WHAT YOU WILL DO »
1. Decide whether each statement below agrees with the thesis defence announcement, answering yes or no and quoting the words of the announcement that decide it. (a) Chukonu is an inter-job scheduler. (b) DeepProphet predicts iteration completion time with an average error below 10%. (c) Dr. Kai Chen chairs the defence committee.
2. From the thesis defence announcement below, quote word for word everything from "Distributed machine learning (DML)" down to "problems for DML.".
BEGIN EXTRACT TO READ
Network Scheduling for Distributed Machine Learning

MPhil Thesis Defence


Title: "Network Scheduling for Distributed Machine Learning"

By

Mr. Jiacheng XIA


Abstract

Distributed machine learning (DML) is of growing importance. Due to the growing 
scale of data and complexity of models, many important machine learning 
problems cannot be effectively solved by single machine. Existing scheduling 
algorithms are insufficient due to the complex computation-communication 
pattern and approximation feature of DML. In the training stage of DML, 
networking becomes bottleneck as the models trained on different machines need 
synchronization and updates frequently, transmitting MB to GB scale of 
parameters at second to sub-second level. In this thesis, we focus on the 
network scheduling problems for DML.

Firstly, we propose Chukonu, a intra-job scheduler for allocating 
resources to processes on the same DML job on different servers. We show 
that DML attains faster speed with decoupling the computation and 
communication processes at scheduler design. Our prototype shows a 1.5x 
faster speed compared over different parameter synchronization schemes. 
Secondly, we propose DeepProphet, a tool to analyze the computation and 
network resource requirements offline via analyzing the dataflow graph 
representing the DML application. With given hardware configuration, 
DeepProphet accurately predicts the iteration completion time within below 
10% average error. We demonstrate the resource requirements for DML can be 
conducted accurately via offline analysis, a feature that benefits later 
inter-job scheduler designs.


Date:			Wednesday, 14 August 2019

Time:			4:00pm - 6:00pm

Venue:			Room 3494
 			Lifts 25/26

Committee Members:	Dr. Kai Chen (Supervisor)
 			Prof. Gary Chan (Chairperson)
 			Dr. Qifeng Chen


**** ALL are Welcome ****
END EXTRACT TO READ
BEGIN COLLECTED MATERIAL
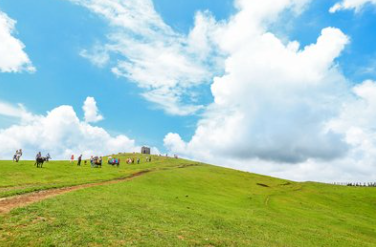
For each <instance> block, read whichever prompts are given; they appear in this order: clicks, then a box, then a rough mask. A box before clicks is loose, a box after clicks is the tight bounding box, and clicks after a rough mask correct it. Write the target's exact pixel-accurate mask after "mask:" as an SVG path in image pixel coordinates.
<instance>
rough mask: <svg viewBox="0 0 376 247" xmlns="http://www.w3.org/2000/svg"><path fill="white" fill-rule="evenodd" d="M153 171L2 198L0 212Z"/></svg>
mask: <svg viewBox="0 0 376 247" xmlns="http://www.w3.org/2000/svg"><path fill="white" fill-rule="evenodd" d="M152 171H154V170H144V171H140V172H137V173H134V174H131V175H130V176H129V177H126V178H118V179H114V180H110V181H104V182H98V183H91V184H82V185H76V186H71V187H65V188H59V189H49V190H42V191H38V192H33V193H27V194H23V195H19V196H13V197H6V198H0V214H5V213H8V212H10V211H11V210H12V209H14V208H18V207H24V206H27V205H29V204H32V203H35V202H39V201H42V200H44V199H47V198H50V197H54V196H57V195H61V194H65V193H68V192H72V191H76V190H80V189H85V188H90V187H95V186H100V185H108V184H116V183H120V182H124V181H129V180H132V179H133V178H135V177H139V176H142V175H144V174H146V173H149V172H152Z"/></svg>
END COLLECTED MATERIAL
ANSWERS BY TASK »
1.
(a) No: "Chukonu, a intra-job scheduler for allocating resources to processes on the same DML job on different servers."
(b) Yes: "DeepProphet accurately predicts the iteration completion time within below 10% average error."
(c) No: "Dr. Kai Chen (Supervisor)" and "Prof. Gary Chan (Chairperson)."

2.
Distributed machine learning (DML) is of growing importance. Due to the growing 
scale of data and complexity of models, many important machine learning 
problems cannot be effectively solved by single machine. Existing scheduling 
algorithms are insufficient due to the complex computation-communication 
pattern and approximation feature of DML. In the training stage of DML, 
networking becomes bottleneck as the models trained on different machines need 
synchronization and updates frequently, transmitting MB to GB scale of 
parameters at second to sub-second level. In this thesis, we focus on the 
network scheduling problems for DML.